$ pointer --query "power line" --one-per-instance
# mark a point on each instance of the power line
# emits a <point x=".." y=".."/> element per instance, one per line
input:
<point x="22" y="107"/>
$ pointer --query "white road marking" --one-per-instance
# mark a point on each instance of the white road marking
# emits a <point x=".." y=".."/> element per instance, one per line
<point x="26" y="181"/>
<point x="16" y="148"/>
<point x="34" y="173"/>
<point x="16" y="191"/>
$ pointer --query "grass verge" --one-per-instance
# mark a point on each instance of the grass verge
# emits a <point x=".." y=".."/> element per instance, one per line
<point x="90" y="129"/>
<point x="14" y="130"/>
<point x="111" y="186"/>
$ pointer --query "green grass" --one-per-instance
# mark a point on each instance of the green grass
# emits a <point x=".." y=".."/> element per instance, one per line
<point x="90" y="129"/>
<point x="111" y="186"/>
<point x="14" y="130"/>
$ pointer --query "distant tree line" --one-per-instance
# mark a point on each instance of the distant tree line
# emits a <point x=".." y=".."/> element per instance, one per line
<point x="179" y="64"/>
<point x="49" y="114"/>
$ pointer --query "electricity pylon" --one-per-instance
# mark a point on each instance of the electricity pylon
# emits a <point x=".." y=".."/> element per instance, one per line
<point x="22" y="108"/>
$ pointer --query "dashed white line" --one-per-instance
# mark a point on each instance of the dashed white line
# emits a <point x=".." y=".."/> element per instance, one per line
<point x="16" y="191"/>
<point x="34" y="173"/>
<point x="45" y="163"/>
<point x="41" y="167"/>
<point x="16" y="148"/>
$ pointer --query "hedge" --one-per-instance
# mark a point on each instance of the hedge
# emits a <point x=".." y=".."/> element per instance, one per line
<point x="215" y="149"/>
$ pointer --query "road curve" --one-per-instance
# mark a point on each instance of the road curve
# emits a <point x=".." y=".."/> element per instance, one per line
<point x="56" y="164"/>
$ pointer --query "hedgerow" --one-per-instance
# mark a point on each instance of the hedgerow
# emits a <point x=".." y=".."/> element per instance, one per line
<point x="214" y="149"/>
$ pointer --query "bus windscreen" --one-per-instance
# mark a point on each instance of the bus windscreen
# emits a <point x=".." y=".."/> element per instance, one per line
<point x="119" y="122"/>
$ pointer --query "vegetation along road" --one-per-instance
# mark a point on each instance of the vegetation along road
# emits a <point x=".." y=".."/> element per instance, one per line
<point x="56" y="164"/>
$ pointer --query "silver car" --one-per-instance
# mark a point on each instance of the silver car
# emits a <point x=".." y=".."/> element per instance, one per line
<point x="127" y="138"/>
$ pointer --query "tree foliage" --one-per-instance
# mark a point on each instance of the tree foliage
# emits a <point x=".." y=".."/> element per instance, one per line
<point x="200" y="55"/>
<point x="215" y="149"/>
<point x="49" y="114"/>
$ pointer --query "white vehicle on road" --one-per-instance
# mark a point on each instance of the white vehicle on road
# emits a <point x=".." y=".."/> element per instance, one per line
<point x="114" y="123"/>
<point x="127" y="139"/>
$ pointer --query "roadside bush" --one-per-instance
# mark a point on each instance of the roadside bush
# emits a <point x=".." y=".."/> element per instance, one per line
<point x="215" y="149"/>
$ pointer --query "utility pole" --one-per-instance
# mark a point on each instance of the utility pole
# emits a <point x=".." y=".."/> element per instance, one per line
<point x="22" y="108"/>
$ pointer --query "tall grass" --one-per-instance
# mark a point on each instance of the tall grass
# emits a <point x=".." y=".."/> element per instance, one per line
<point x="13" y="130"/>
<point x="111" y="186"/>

What to work on ::
Beginning with the line containing "# mark a point on each instance of the electricity" and ending with the line containing "# mark a point on each instance of the roadside", extract those lines exactly from the listing above, and only those.

Task response ::
# mark a point on each instance of the electricity pylon
# emits a <point x=".." y=".."/> element per instance, one per line
<point x="22" y="108"/>
$ pointer --query "dashed white line" --one-per-instance
# mark a point on each instance of the dashed white line
# emits a <point x=".." y=".."/> element per instance, one per line
<point x="16" y="191"/>
<point x="34" y="173"/>
<point x="45" y="163"/>
<point x="41" y="167"/>
<point x="16" y="148"/>
$ pointer --query "hedge" --one-per-instance
# mark a point on each instance of the hedge
# emits a <point x=".." y=".."/> element per instance, one per line
<point x="215" y="149"/>
$ pointer --query "road curve" --one-per-instance
# mark a point on each instance of the road curve
# emits a <point x=".." y=".."/> element per instance, one per line
<point x="56" y="164"/>
$ pointer --query "hedgerow" --one-per-instance
# mark a point on each instance of the hedgerow
# emits a <point x=".." y=".."/> element per instance, one per line
<point x="214" y="149"/>
$ pointer --query "bus windscreen" --one-per-instance
# mark a point on each instance of the bus windscreen
# emits a <point x=".." y=".."/> element per instance, one per line
<point x="119" y="122"/>
$ pointer --query "vegetation along road" --one-per-instance
# mark a point on each instance of the vegetation along road
# emits a <point x=".." y=".."/> element per instance, one per line
<point x="56" y="164"/>
$ pointer --query "silver car" --one-per-instance
# mark a point on each instance of the silver car
# emits a <point x=".." y=".."/> element per instance, one per line
<point x="127" y="138"/>
$ pointer --query "tree foliage" --one-per-instance
# mark a point on each instance of the tree foliage
# emits a <point x=".." y=".."/> element per instance, one per line
<point x="200" y="55"/>
<point x="215" y="149"/>
<point x="49" y="114"/>
$ pointer --query "white vehicle on road" --one-per-instance
# mark a point on each instance of the white vehicle on road
# emits a <point x=".." y=".."/> element per instance, one per line
<point x="114" y="123"/>
<point x="127" y="139"/>
$ pointer --query "roadside bush" --one-per-instance
# mark a point on each instance of the roadside bush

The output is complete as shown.